Repeat exactly the lines below, from the line containing "[point] at the rippled" through the last line, both included. Leave out any pictures.
BEGIN Supplied information
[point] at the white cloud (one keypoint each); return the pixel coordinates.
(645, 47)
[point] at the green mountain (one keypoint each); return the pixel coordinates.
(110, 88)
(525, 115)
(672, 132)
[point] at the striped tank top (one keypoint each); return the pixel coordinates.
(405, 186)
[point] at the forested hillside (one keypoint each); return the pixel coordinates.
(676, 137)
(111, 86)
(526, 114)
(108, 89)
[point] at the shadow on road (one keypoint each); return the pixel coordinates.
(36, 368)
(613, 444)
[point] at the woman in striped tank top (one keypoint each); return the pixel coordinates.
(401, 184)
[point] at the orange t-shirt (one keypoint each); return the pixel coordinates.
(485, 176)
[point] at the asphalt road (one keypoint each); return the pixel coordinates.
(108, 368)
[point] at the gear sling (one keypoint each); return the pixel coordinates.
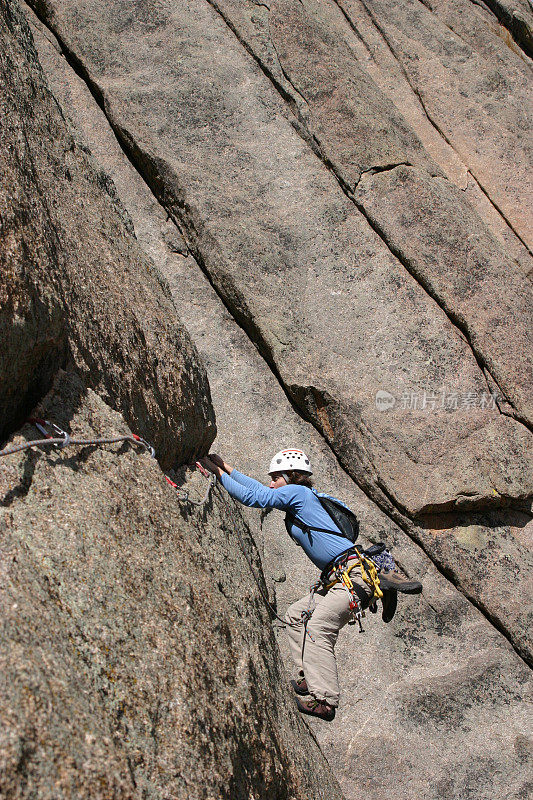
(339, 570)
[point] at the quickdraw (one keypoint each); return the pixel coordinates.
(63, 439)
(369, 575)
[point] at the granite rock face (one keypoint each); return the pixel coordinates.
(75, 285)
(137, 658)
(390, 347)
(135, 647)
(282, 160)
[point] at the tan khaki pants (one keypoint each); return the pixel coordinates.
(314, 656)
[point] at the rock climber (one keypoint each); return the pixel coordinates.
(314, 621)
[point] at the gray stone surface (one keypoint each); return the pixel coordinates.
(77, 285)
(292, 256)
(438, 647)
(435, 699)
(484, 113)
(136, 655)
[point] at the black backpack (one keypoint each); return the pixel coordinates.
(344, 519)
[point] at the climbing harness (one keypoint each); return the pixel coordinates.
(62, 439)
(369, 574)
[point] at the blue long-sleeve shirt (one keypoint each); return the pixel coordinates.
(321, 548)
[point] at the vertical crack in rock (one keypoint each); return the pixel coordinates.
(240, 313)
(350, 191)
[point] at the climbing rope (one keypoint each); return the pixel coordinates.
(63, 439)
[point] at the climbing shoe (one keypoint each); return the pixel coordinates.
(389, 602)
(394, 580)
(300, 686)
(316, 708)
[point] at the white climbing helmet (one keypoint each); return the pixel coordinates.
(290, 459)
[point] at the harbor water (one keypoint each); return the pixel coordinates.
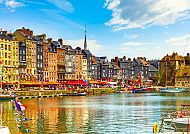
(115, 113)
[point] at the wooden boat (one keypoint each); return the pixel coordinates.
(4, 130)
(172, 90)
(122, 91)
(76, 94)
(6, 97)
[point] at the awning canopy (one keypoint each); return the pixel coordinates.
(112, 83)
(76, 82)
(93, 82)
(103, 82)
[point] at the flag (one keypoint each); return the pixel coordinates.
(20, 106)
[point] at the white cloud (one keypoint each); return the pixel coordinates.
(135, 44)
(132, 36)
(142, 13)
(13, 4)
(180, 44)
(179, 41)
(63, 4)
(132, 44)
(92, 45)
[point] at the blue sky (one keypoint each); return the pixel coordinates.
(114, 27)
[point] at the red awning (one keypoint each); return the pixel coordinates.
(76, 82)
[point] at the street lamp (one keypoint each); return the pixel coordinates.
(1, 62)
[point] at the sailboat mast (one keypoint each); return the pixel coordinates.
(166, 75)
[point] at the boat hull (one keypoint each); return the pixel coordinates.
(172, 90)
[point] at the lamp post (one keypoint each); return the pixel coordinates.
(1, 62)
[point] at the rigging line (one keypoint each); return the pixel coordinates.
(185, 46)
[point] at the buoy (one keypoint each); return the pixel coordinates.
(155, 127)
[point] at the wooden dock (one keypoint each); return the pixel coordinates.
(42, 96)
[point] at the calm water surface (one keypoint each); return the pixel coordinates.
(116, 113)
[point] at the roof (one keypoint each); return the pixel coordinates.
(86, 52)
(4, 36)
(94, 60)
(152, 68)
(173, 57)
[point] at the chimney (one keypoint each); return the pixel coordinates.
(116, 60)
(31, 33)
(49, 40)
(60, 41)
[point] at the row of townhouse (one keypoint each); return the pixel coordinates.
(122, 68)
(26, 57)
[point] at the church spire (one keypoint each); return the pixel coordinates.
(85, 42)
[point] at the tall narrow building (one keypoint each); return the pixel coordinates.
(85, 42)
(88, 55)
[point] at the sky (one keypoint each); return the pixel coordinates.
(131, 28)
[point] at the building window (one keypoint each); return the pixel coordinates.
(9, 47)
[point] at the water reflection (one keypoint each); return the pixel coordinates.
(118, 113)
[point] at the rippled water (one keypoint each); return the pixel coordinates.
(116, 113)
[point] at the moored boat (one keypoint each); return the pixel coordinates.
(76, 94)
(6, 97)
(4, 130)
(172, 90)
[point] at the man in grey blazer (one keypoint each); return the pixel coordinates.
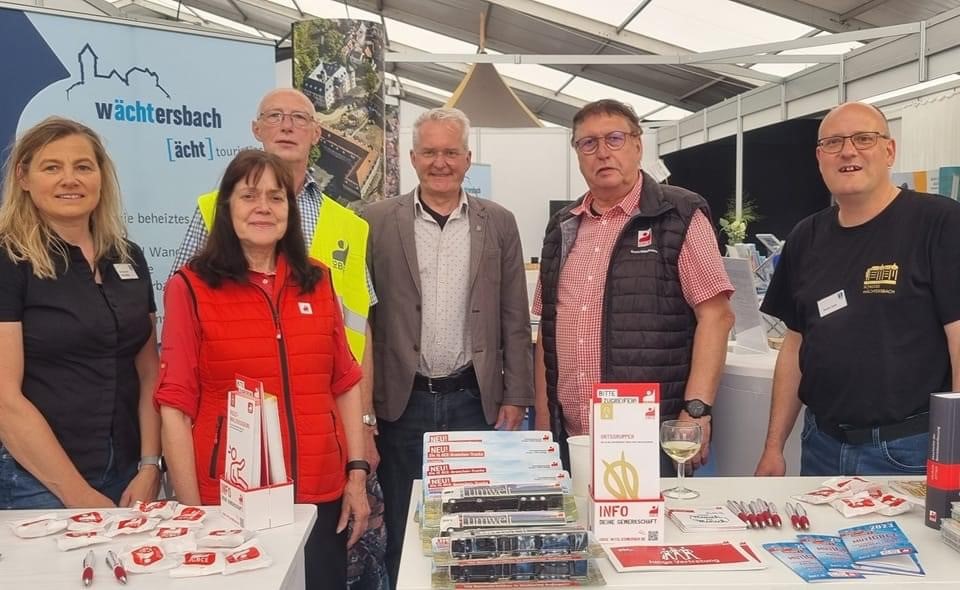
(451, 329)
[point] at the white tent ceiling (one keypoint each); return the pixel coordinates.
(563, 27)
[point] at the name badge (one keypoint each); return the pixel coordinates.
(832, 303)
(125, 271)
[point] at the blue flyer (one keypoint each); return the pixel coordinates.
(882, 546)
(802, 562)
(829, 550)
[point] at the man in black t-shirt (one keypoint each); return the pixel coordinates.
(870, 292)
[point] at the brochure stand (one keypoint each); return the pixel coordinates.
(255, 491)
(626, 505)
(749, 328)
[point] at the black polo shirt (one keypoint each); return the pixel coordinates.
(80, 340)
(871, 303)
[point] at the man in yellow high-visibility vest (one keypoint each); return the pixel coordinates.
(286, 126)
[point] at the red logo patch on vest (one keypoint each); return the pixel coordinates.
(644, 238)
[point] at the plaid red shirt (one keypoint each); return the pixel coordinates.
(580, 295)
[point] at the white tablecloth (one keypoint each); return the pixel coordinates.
END Supplied information
◆ **Response to the exercise**:
[point] at the rippled water (one keypoint each); return the pixel coordinates.
(116, 113)
[point] at the moored boat (one keypoint each); return the pixel coordinates.
(76, 94)
(6, 97)
(4, 130)
(172, 90)
[point] at the man in grey blazer (one keypoint each); return the pixel coordinates.
(451, 329)
[point] at the white tent ceiling (one keypoint each); return the pixel coordinates.
(563, 27)
[point] at the name badge (one keypoint each); return the pixel coordinates.
(832, 303)
(125, 271)
[point] at the blue flyer (one keypoint each); return the pixel coordinates.
(882, 546)
(802, 562)
(829, 550)
[point] at the man in black t-shirt (one keypoint each); return the pixel coordinates.
(870, 292)
[point] at the brochure stand (one keypoint each); return the pixel coordinates.
(255, 491)
(626, 505)
(749, 328)
[point] at the black polo shirt (one keypoint each); return the pixel coordinates.
(80, 340)
(871, 303)
[point] at the man in yellow high-visibility vest (one keypoint each); return the pixel coordinates.
(286, 126)
[point] at the red logo patch on vest (one keypoint each); return the pixel coordinates.
(644, 238)
[point] at the plaid red shirt (one keypoint each); return the pixel coordinates.
(580, 295)
[point] at the white tablecloth (one keypoint each); return the pixel coordinates.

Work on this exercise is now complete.